* Data shown:
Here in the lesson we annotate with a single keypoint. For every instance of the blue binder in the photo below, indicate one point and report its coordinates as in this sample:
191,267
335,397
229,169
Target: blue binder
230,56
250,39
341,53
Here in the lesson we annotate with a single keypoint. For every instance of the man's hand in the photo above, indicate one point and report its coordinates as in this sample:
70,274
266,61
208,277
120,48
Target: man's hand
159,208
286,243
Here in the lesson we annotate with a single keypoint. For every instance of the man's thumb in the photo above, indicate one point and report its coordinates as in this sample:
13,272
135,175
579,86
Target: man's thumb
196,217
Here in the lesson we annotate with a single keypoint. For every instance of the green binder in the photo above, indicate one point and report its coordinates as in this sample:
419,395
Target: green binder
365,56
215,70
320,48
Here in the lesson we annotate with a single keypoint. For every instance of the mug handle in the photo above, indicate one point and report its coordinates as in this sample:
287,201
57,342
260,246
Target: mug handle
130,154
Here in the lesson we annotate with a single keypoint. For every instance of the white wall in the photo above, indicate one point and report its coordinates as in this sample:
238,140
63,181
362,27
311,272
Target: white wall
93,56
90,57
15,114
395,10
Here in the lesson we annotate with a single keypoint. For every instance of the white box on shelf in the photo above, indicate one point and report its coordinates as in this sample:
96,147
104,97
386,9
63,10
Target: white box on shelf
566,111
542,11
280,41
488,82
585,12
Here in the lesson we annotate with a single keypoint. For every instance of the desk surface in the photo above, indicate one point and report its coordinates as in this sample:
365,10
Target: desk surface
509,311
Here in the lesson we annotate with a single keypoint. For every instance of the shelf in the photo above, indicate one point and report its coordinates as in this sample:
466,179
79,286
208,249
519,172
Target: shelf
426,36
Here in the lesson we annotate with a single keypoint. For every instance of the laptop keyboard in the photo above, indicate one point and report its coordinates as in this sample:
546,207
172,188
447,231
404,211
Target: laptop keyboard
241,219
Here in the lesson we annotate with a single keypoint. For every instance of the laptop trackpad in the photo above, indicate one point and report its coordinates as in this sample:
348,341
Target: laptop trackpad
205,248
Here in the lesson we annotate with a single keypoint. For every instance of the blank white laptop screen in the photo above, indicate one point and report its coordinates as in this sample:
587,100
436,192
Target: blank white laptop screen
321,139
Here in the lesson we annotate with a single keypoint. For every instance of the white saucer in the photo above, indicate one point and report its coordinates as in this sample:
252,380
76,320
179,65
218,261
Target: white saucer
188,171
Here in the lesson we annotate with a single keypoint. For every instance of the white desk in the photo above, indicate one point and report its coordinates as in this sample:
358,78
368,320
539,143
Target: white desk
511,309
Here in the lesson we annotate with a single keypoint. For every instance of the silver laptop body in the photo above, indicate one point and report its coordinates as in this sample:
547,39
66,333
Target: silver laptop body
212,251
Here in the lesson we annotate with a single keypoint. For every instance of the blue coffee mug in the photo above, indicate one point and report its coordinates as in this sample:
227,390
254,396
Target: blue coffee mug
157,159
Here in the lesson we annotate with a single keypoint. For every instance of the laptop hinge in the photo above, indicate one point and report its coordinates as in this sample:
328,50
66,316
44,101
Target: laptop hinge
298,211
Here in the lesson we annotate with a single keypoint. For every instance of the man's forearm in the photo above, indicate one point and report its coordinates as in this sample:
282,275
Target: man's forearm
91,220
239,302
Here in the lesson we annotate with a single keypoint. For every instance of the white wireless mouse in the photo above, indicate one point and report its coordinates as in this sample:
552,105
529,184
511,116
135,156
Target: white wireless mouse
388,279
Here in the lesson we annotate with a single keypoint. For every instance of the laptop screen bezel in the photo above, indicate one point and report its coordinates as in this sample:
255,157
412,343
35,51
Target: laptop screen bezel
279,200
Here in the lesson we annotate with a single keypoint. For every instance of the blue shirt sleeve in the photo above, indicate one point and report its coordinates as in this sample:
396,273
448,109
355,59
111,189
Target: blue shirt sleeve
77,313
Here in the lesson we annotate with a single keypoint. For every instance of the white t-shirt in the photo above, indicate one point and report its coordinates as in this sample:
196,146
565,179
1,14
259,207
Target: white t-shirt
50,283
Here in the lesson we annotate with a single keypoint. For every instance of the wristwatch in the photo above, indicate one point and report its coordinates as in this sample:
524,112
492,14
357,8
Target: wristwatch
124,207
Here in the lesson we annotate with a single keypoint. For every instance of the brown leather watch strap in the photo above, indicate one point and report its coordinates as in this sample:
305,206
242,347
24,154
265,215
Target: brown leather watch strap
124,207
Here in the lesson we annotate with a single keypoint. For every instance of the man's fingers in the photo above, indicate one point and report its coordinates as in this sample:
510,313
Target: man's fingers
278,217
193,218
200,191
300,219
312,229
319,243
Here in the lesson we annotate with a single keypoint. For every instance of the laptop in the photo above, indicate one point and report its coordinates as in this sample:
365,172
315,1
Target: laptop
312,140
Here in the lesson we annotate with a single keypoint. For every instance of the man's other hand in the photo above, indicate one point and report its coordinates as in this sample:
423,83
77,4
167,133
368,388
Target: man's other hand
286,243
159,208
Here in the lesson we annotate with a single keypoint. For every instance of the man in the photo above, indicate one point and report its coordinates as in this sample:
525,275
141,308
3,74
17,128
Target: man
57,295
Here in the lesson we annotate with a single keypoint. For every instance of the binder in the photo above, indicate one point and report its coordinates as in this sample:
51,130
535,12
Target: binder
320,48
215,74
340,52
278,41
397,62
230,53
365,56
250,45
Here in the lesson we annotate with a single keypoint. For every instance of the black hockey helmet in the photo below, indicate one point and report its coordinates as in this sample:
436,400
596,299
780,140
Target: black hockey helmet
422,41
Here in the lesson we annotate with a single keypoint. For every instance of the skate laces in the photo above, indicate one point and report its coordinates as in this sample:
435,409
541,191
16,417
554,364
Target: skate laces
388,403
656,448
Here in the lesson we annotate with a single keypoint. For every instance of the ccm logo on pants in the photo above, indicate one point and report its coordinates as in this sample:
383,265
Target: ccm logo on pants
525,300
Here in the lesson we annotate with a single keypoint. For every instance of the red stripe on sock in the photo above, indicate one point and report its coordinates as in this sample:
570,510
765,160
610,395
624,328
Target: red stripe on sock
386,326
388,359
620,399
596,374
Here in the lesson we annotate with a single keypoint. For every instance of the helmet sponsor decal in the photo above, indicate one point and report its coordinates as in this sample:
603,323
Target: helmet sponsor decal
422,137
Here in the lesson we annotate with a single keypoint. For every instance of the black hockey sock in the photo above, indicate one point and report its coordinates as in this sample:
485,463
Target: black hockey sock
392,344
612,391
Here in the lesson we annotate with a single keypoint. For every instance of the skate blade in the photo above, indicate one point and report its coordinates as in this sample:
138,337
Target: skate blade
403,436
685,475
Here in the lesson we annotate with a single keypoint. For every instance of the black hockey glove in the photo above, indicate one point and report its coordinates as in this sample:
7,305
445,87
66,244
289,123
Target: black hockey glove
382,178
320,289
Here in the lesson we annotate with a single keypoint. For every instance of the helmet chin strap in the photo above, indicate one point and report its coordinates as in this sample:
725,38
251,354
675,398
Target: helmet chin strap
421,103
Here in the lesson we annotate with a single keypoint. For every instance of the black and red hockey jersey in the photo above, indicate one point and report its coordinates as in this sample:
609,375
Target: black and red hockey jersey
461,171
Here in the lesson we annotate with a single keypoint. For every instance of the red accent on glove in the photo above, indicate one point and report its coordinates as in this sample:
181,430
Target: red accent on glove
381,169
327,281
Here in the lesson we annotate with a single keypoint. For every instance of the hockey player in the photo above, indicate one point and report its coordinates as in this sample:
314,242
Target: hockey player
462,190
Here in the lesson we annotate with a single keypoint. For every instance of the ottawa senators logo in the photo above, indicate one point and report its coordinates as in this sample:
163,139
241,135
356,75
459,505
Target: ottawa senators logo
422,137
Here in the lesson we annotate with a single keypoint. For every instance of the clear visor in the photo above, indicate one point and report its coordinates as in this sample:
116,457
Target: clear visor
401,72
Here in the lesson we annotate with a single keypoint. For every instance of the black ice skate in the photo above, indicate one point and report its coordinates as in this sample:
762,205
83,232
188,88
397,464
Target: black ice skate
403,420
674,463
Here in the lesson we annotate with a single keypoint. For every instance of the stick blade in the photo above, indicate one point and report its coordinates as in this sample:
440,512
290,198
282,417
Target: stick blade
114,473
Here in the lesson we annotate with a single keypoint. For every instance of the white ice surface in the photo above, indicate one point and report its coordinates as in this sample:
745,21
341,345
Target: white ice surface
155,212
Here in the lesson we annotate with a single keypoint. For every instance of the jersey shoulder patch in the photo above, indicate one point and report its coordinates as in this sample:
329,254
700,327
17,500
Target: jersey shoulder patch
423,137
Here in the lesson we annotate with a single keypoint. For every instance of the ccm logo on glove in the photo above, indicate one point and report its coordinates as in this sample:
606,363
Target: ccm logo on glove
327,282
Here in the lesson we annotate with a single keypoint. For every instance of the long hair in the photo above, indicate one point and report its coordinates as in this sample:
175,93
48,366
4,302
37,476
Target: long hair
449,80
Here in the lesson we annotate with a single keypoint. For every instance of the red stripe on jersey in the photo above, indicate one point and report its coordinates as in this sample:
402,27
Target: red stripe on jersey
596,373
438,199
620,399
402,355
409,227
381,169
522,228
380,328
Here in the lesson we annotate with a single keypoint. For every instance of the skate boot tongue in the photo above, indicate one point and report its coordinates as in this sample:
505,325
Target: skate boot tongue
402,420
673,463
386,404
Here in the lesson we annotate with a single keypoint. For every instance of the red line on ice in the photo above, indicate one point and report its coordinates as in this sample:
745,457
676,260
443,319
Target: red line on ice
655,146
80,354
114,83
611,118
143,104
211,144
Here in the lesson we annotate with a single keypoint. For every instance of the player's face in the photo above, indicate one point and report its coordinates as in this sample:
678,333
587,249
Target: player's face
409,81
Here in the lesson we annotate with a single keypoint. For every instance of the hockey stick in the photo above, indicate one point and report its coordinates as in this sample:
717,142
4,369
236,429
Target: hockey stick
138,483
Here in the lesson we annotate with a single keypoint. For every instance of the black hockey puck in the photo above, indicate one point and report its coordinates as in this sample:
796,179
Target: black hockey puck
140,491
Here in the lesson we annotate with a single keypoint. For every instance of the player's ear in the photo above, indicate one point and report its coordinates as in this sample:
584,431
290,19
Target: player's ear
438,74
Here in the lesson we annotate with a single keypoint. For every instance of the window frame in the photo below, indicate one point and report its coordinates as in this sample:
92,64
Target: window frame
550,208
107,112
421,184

* Exercise goal: Reproduce the items from the line with "of the long" up to and including the final line, replacing "keypoint" with "landmark" and leaving everything else as it is.

* Written solution:
Here in the lesson we annotate with a single landmark. For every instance of the long hair in the photo above, indicate one point and report its coordinates as in this sample:
175,93
48,366
4,302
37,476
Target: long hair
449,80
Here in the lesson we annotate with a single landmark. For every instance of the red stripe on jersey in the photo above, indicate one point and report its coordinates as in this sample:
402,27
Target: red stripe on jersey
596,373
438,199
620,399
402,355
409,227
381,169
522,228
380,328
Here in the lesson we annotate with a single landmark. For every instance of the skate boot tongue in the photo above, indicate one point and report its coordinates as in this sample:
505,325
Target: skate boot tongue
402,420
673,463
386,404
Here in the lesson we annotate with a single landmark. For every instance of the red line on ice in the photo above, indicate one point and report its coordinates as in this sample:
745,457
676,260
443,319
Target: red line on ice
655,146
80,354
114,83
611,118
143,104
211,144
Here in the lesson we annotate with a single landmark. For every instance of the player's face in the photo above, indicate one point and report its coordinates as in this sample:
678,333
587,249
Target: player's face
409,81
Here in the lesson we annotate with a single landmark. For every instance of the hockey stick in the photo above, indicate one point and report its coordinates as in this sample:
717,142
4,369
236,429
Target: hockey stick
138,483
Here in the lesson we annotate with a single landmark. For every instance of the black hockey puck in the photo above, indicate one point and report its coordinates as in this sample:
796,179
Target: black hockey puck
140,491
Here in the lesson we annotate with a single landmark. For every instance of the player's ear in the photo above, indicate one point and report its coordinates as in this sample:
584,431
290,19
Target: player's ear
438,74
Here in the lesson we annotate with a single landmark. For every instance of the window frame in the photo below, indicate one point and report its coordinates as in this sample:
92,64
Target: window frame
550,208
107,112
421,184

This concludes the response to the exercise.